Exercise prompt -
Using the records below, write out the line with "Tag one point" and each line after it through the final one, exactly, and only those.
___
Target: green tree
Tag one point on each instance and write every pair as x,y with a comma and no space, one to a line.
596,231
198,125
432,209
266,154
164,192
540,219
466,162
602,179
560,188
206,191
___
Exercise response -
Tag one point on each instance and write every pair as x,y with a comma and no space, one to a line.
596,231
198,125
432,209
266,154
164,192
540,219
466,162
602,179
560,188
206,191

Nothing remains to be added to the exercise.